>>>>

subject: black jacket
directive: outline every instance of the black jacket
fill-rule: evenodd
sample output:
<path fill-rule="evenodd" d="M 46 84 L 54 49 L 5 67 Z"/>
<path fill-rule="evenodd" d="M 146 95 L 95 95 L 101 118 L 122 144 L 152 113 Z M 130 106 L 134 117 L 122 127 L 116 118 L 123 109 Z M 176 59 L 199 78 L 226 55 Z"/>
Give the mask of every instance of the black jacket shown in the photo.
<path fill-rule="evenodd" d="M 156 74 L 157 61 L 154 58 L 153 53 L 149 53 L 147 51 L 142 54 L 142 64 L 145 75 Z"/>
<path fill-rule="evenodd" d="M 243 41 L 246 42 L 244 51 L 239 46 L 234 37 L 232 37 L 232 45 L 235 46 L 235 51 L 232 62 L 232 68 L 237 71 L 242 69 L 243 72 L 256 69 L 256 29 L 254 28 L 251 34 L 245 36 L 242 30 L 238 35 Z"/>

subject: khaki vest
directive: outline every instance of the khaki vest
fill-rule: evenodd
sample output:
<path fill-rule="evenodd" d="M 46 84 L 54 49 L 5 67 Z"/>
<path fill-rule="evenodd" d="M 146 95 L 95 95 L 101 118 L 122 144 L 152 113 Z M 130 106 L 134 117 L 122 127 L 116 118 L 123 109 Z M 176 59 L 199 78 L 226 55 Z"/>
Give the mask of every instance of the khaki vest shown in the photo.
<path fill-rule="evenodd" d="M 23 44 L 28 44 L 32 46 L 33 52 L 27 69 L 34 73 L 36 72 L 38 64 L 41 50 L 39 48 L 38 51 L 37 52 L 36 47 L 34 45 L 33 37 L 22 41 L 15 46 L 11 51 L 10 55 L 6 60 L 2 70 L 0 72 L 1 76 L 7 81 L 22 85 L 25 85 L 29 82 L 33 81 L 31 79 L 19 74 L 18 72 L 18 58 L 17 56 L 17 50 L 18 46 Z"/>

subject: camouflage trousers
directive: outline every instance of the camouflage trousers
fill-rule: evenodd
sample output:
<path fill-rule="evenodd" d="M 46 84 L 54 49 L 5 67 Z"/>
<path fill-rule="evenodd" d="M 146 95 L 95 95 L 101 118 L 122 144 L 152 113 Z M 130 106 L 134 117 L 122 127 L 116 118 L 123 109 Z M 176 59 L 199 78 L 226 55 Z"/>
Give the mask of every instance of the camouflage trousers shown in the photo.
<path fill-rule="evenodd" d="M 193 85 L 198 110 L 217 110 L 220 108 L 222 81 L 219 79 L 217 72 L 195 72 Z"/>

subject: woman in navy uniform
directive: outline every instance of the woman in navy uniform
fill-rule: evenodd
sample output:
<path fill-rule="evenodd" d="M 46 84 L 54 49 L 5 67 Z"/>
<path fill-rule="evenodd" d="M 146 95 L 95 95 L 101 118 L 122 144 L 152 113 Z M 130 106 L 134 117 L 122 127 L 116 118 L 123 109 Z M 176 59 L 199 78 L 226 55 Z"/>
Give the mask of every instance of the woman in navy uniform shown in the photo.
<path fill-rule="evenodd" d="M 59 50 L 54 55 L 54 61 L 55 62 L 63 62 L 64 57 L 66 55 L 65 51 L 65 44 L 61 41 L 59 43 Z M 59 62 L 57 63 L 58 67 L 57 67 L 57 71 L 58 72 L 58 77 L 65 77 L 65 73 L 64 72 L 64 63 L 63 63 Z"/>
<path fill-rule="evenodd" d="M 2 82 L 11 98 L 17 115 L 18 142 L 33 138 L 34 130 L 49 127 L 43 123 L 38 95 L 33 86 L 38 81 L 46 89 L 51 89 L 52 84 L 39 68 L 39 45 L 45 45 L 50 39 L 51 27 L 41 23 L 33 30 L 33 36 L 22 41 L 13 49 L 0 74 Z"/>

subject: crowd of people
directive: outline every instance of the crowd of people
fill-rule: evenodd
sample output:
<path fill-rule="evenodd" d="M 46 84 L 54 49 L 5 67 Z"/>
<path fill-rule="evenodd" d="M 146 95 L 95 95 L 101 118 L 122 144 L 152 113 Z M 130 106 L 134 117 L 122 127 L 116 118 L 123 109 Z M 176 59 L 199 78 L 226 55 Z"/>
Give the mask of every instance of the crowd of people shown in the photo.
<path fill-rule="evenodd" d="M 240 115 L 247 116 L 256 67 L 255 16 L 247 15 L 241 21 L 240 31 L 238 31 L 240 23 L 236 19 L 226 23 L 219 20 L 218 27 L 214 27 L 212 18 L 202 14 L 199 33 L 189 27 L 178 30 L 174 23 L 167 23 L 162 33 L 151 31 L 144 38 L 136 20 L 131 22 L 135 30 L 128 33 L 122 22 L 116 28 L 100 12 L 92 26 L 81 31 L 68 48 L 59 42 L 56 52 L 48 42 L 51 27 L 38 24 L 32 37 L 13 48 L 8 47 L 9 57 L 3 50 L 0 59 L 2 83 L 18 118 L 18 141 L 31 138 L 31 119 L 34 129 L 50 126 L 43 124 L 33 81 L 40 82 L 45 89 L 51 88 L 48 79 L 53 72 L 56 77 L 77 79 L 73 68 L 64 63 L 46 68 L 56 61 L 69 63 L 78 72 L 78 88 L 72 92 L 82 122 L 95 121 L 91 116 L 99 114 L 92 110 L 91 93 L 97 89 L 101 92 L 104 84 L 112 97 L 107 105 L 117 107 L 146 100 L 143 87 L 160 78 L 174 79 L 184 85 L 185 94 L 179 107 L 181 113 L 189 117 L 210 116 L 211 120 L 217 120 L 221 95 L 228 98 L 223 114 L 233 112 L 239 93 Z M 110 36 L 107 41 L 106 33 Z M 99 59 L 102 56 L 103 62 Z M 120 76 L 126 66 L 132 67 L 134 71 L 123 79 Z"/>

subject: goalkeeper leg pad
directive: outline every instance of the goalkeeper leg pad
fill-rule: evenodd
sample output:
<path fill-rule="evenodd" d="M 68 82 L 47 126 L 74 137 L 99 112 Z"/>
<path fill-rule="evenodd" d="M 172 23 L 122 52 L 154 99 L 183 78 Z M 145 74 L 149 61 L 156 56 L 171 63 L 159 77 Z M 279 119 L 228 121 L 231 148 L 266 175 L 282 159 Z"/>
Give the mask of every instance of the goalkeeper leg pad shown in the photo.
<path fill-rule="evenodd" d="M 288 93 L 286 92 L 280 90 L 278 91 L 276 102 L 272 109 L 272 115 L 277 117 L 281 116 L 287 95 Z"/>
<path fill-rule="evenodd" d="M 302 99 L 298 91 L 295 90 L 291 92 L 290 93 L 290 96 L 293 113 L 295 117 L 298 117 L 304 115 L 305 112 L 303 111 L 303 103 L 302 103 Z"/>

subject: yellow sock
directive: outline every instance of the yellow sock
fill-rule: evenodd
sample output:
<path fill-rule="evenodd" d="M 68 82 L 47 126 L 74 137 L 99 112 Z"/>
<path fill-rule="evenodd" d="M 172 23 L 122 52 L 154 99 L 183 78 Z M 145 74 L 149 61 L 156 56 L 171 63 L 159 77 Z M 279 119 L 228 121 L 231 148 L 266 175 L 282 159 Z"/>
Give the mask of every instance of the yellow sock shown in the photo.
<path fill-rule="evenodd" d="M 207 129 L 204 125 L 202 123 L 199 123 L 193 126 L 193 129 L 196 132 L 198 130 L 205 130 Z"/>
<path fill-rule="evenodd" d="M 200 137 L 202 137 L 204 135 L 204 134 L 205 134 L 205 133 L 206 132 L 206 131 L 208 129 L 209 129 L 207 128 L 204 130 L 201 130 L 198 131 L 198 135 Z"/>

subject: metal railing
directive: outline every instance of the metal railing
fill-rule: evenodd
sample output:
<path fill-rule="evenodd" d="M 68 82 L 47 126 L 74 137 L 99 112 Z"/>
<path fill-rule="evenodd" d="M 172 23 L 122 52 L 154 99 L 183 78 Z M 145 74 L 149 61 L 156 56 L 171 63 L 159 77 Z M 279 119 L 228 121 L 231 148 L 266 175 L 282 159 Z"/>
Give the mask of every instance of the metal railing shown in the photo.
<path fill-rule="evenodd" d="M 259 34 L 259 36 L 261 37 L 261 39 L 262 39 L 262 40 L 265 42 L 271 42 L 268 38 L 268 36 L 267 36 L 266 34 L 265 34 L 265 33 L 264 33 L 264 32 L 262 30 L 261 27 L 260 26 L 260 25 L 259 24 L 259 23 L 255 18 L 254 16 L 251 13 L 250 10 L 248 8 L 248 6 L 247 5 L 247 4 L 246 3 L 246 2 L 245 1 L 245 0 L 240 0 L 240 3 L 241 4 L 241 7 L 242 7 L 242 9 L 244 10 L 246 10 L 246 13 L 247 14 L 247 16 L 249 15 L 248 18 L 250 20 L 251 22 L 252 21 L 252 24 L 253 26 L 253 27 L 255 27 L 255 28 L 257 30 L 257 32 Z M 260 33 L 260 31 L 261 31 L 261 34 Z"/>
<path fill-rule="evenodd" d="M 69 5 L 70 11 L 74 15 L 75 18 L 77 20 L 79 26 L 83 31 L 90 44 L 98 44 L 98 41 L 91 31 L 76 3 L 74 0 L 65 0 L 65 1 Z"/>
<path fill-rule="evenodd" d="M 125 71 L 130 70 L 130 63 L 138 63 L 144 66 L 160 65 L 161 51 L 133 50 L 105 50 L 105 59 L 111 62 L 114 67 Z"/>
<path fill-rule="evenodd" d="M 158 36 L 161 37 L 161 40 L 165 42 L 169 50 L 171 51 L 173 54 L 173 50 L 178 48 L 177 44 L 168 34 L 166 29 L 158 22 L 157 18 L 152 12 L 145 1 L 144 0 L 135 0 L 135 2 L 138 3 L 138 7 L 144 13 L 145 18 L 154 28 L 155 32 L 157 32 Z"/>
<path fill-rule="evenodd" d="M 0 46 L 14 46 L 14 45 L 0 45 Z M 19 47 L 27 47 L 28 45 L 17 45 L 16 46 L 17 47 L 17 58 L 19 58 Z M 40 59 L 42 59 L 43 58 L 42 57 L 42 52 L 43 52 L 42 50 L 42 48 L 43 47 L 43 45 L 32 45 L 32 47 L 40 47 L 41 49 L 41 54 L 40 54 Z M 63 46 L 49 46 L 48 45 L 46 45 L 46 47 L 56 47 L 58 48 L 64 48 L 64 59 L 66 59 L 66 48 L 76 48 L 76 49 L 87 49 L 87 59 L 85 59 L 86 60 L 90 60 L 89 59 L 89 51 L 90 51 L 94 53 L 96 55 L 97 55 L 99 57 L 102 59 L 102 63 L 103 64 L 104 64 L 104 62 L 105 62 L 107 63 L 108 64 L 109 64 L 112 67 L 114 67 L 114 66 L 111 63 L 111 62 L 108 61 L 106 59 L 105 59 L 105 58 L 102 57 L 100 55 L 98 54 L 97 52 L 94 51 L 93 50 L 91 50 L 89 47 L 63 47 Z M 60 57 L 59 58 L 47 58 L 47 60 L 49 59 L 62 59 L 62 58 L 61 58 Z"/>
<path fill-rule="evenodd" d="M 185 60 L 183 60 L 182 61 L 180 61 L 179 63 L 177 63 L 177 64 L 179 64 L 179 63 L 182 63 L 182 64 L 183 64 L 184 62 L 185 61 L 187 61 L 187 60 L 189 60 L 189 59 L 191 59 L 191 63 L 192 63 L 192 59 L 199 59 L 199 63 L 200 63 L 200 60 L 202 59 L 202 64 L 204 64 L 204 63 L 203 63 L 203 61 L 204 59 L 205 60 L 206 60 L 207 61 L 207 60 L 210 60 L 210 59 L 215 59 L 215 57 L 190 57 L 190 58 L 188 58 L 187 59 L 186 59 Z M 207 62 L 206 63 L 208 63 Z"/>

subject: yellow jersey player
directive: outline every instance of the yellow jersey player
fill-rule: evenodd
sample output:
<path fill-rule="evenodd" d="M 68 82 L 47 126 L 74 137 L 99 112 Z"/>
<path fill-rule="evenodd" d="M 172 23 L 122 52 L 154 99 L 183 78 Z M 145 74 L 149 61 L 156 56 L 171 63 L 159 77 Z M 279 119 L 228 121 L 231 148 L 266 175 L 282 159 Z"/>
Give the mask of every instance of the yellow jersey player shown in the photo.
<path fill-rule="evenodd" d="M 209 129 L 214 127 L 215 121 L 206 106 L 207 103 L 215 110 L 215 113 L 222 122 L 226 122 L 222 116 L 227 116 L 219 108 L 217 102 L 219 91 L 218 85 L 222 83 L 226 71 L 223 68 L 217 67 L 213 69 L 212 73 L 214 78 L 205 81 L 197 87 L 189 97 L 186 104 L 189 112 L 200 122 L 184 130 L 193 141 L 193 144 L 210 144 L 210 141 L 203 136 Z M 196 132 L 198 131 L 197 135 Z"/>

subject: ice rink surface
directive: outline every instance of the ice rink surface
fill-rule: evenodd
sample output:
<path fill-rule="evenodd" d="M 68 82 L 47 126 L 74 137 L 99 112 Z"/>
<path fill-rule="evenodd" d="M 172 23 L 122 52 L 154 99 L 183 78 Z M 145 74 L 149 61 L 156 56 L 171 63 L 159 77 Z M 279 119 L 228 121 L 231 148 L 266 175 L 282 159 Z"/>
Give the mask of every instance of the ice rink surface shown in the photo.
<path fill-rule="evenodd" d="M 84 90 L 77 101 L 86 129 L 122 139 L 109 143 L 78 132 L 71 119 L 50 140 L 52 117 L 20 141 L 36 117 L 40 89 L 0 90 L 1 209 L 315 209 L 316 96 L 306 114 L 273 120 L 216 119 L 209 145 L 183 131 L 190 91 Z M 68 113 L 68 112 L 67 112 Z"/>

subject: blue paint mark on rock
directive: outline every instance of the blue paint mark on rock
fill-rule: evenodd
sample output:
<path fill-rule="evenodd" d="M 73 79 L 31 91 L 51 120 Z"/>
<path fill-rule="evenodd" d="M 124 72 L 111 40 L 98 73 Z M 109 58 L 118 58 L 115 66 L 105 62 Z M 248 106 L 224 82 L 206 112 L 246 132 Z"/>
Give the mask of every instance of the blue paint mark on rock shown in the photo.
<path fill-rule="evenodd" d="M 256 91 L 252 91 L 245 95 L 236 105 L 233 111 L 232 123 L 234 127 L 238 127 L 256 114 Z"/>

<<<<

__PROBLEM REQUIREMENTS__:
Rewrite the items starting at the line containing "subject: blue paint mark on rock" and ending at the close of the items, changing "blue paint mark" to "blue paint streak" wherever it occurs and leaving everything else as it is.

__EXERCISE RESULT__:
subject: blue paint streak on rock
directive: outline every instance of the blue paint streak on rock
fill-rule: evenodd
sample output:
<path fill-rule="evenodd" d="M 73 79 L 31 91 L 51 120 Z"/>
<path fill-rule="evenodd" d="M 124 72 L 111 40 L 98 73 Z M 109 58 L 118 58 L 115 66 L 105 62 Z M 248 106 L 224 82 L 206 112 L 246 132 Z"/>
Give the mask of every instance of the blue paint streak on rock shown in the photo.
<path fill-rule="evenodd" d="M 256 91 L 252 91 L 245 95 L 236 105 L 233 111 L 232 123 L 234 127 L 238 127 L 256 114 Z"/>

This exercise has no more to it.